---------- TEXT PROVIDED

State v. Haugen

WALTERS, J.,

dissenting.

Because the law requires Judge Guimond to decide whether Haugen is mentally competent to be executed and because Judge Guimond has not yet considered expert testimony relevant to that issue, this court should not conclude that Judge Guimond “has complied” with this court’s alternative writ of mandamus. That writ permitted counsel to present a challenge to Haugen’s mental competence and evidence of Haugen’s incompetence. Until Judge Guimond hears and considers that challenge and evidence, no death warrant should issue.

Before the death warrant hearing that Judge Guimond conducted on May 18, 2011, Haugen’s lawyers, Simrin and Goody, filed a motion pursuant to ORS 137.463(4)(a), asking Judge Guimond to find that Haugen was not mentally competent to be executed or to set a hearing to consider evidence on that issue. Simrin and Goody explained that a neuropsychologist, Dr. Muriel Lezak, had conducted a neuropsychological assessment of Haugen’s mental capacity and had informed them that she was prepared to testify to her opinion that Haugen was not mentally competent to be executed.1 Judge Guimond declined to entertain Simrin’s and Goody’s motion or the evidence that they *345proffered. Instead, after discharging Simrin and Goody at Haugen’s request, Judge Guimond permitted Haugen to withdraw the motion. Judge Guimond then conducted a colloquy with Haugen and issued a death warrant.

This court issued its alternative writ of mandamus on June 29, 2011. This court explicitly ordered Judge Guimond to conduct a new “evidentiary hearing” and, at that hearing, to permit “Simrin and Goody” to “offer evidence pertinent to * * * the question of whether defendant Haugen is competent for the purposes of being executed.” (Emphases added.) The terms and context of that order required Judge Guimond to conduct the evidentiary hearing that Simrin and Goody had sought and to hear the evidence that they had proffered. This court’s direction to Judge Guimond was not limited to ensuring that Haugen was represented by competent counsel or was mentally competent to waive his right to counsel. This court ordered Judge Guimond to reinstate Simrin and Goody — lawyers who intended to challenge Haugen’s competence to be executed — and to permit them to present evidence pertaining to that challenge — the testimony of Lezak.

--------------------
---------- SUPPLIED MATERIAL

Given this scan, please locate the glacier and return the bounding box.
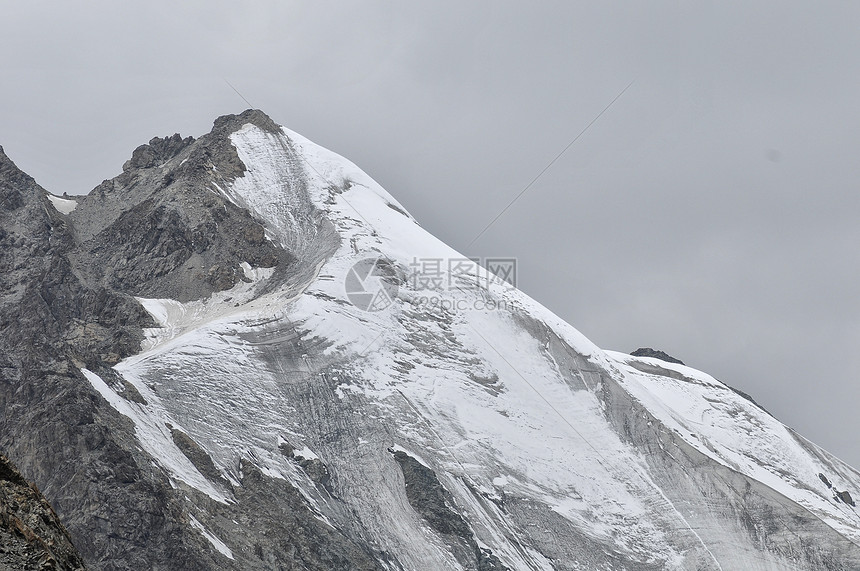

--------------------

## TO DO
(a) Please say whether each statement agrees with the dissent in State v. Haugen, answering yes or no and quoting the deciding words of the dissent exactly. (i) Judge Guimond held the death warrant hearing on May 18, 2011. (ii) Haugen's lawyers withdrew their own motion regarding his competence. (iii) The court issued its alternative writ of mandamus on June 29, 2011.
(b) Carry the State v. Haugen dissent forward from its final sentence.

## TASK ANSWERS
(a)
(i) Yes: "the death warrant hearing that Judge Guimond conducted on May 18, 2011"
(ii) No: "Judge Guimond permitted Haugen to withdraw the motion"
(iii) Yes: "This court issued its alternative writ of mandamus on June 29, 2011."

(b)
This court anticipated that, at the evidentiary hearing that it ordered, the state and Haugen would take the position that Haugen is mentally competent to be executed. This court anticipated that Simrin and Goody would take the contrary position that Haugen is not mentally competent to be executed and to offer Lezak’s testimony to prove that fact. This court adhered to the view that “truth * * * is best discovered by powerful statements on both sides of the question[,]” United States v. Cronic, 466 US 648, 655, 104 S Ct 2039, 80 L Ed 2d 657 (1984) (internal citations omitted), and issued its writ to ensure that the issue of Haugen’s mental competence to be executed would be tested, as our system tests all questions of fact, by subjecting it to the crucible of the adversary process.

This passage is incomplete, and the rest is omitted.